**QUOTED PASSAGE:**
--

Let me tell you about my student Miriam who quit far too soon:

I was an inexperienced teacher who had just started teaching and didn’t know what I was doing.

Miriam started her first piano lesson when she was 6 years old. She seemed to be a typical student, struggling a little in school but still managing to move up her grades.

I started her on a typical method book that I used with all my students and worked fairly well so far. It didn't take me long to figure out that this little girl had a perfect pitch, she was attempting to memorize everything! She even tricked me into believing that she was reading the notes, that's until the music started to become a little more complicated. We both struggled for 3 months, to no avail. After 3 months she quit. The piano was so stressful to her that it was impossible to go on. I felt like a failure! I sabotaged the chance of a student with perfect pitch the fun and enjoyment of learning a musical instrument. Many years later, after Miriam went to college, we met again and she told me that she was later diagnosed with ADHD


Now let me tell you about another more recent student of mine Adam:

Adam was 6 when he started his first lesson. After only 2 lessons I recognized similarities between him and Miriam. Not wanting to go through that painful experience again, I redesigned my approach. Before introducing a concept, I always made sure he had the required skills he needed to master this concept and worked on those skills. Little by little and within a few years this student had completely transformed. He joined a group, he is learning independently, playing confidently, and at last, taking part in the ABRSM examinations. Did that make me feel different than what I felt after Miriam quit? You bet!


 


In most cases, my observation led me to conclude that music reading difficulty is almost always the result of one of the following:


The presence of a learning disability such as Dyslexia, Auditory Processing Disorder (APD), ASD, Visual Perception / Visual Motor deficit:

Whenever there is a diagnosis, note reading difficulties seemed to follow, progress in most cases took more time and was a bit trickier.


An auditory learner who relies on memory and ear instead of reading:

An auditory learner with a good ear will almost always rely more on their hearing to play and memorize instead of reading simply for the fact that it is easier and humans always tend to prefer to do things the easier way. I noticed that most of the students who were blessed with a very good ear and more particularly students with perfect pitch find note-reading more challenging. This could be simply because of lack of practice, when you memorize you are less likely going to look at the sheet and read it, consequently, you will miss the opportunity of practicing note reading. The lack of practice, in the end, leads to a lack of skill.

--

**USING THE INFORMATION:**
a) In the piano teacher's account, which examinations is Adam now taking part in?
b) Translate this sentence from the piano teacher's account into Spanish: "Adam was 6 when he started his first lesson."
c) Print the piano teacher's account from "Whenever there is" up to and including "lack of skill.".

--

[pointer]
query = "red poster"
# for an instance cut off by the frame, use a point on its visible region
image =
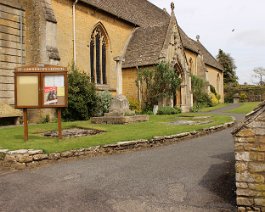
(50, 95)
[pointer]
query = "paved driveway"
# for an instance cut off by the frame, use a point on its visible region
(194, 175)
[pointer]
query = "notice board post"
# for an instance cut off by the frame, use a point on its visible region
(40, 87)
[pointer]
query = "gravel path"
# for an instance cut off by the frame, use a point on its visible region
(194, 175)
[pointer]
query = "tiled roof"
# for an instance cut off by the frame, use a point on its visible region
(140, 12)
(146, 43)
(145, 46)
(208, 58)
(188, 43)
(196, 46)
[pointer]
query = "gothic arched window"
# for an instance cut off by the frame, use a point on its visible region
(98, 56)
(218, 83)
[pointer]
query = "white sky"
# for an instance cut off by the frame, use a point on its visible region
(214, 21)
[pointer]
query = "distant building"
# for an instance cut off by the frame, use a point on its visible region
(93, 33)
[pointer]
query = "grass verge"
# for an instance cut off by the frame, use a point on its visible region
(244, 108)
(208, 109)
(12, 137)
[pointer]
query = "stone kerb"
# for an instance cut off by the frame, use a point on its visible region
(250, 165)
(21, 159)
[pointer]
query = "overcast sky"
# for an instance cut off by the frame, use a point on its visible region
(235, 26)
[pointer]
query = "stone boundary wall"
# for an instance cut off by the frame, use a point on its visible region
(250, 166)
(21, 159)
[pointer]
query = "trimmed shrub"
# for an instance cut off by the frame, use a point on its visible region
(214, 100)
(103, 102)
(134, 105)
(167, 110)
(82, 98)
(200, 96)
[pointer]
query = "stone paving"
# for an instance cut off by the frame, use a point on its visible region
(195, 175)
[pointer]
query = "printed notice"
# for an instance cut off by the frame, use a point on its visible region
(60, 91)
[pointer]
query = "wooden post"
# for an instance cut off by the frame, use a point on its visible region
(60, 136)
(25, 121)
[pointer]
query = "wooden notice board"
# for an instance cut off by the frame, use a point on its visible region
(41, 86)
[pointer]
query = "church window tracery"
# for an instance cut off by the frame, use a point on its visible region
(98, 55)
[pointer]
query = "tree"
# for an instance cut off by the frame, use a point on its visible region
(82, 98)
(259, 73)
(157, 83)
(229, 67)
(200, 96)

--

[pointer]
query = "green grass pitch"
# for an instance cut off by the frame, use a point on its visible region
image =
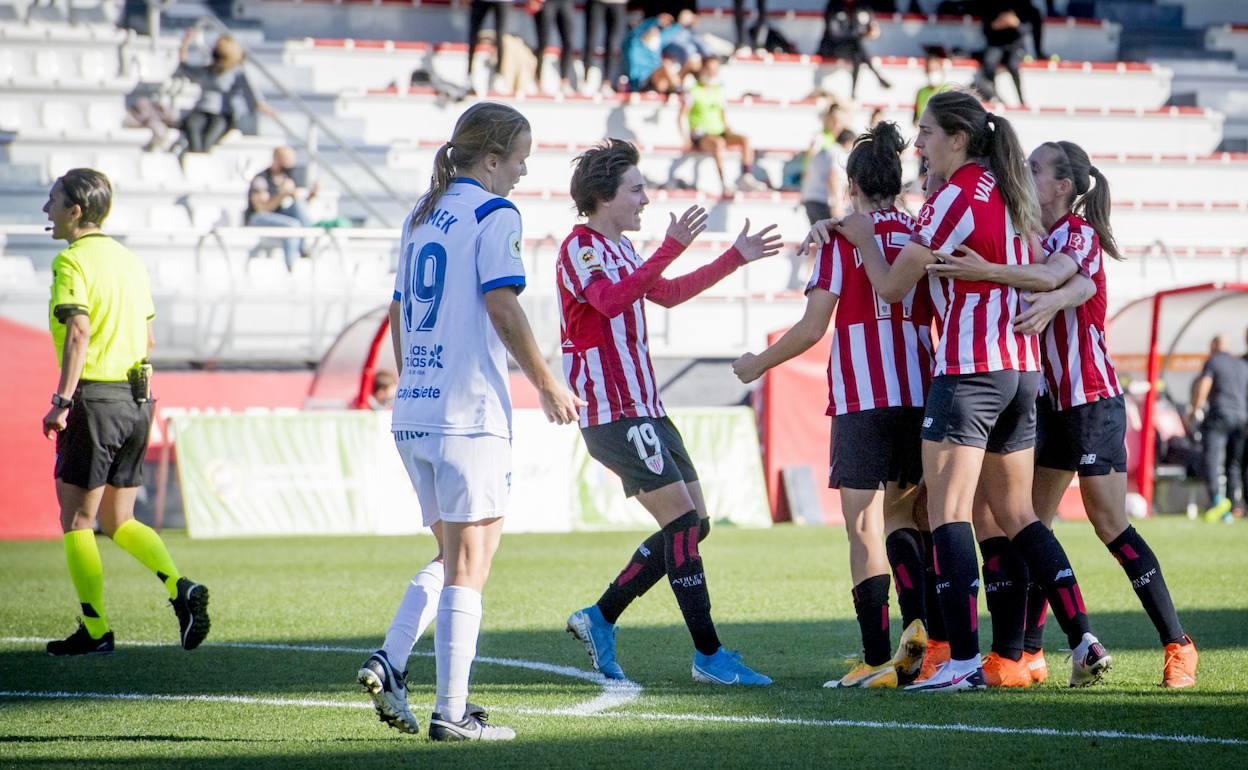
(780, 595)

--

**EXPECTED OUTPUTS:**
a) The ABRSM examinations.

b) Adam tenía 6 años cuando empezó su primera clase.

c)
Whenever there is a diagnosis, note reading difficulties seemed to follow, progress in most cases took more time and was a bit trickier.


An auditory learner who relies on memory and ear instead of reading:

An auditory learner with a good ear will almost always rely more on their hearing to play and memorize instead of reading simply for the fact that it is easier and humans always tend to prefer to do things the easier way. I noticed that most of the students who were blessed with a very good ear and more particularly students with perfect pitch find note-reading more challenging. This could be simply because of lack of practice, when you memorize you are less likely going to look at the sheet and read it, consequently, you will miss the opportunity of practicing note reading. The lack of practice, in the end, leads to a lack of skill.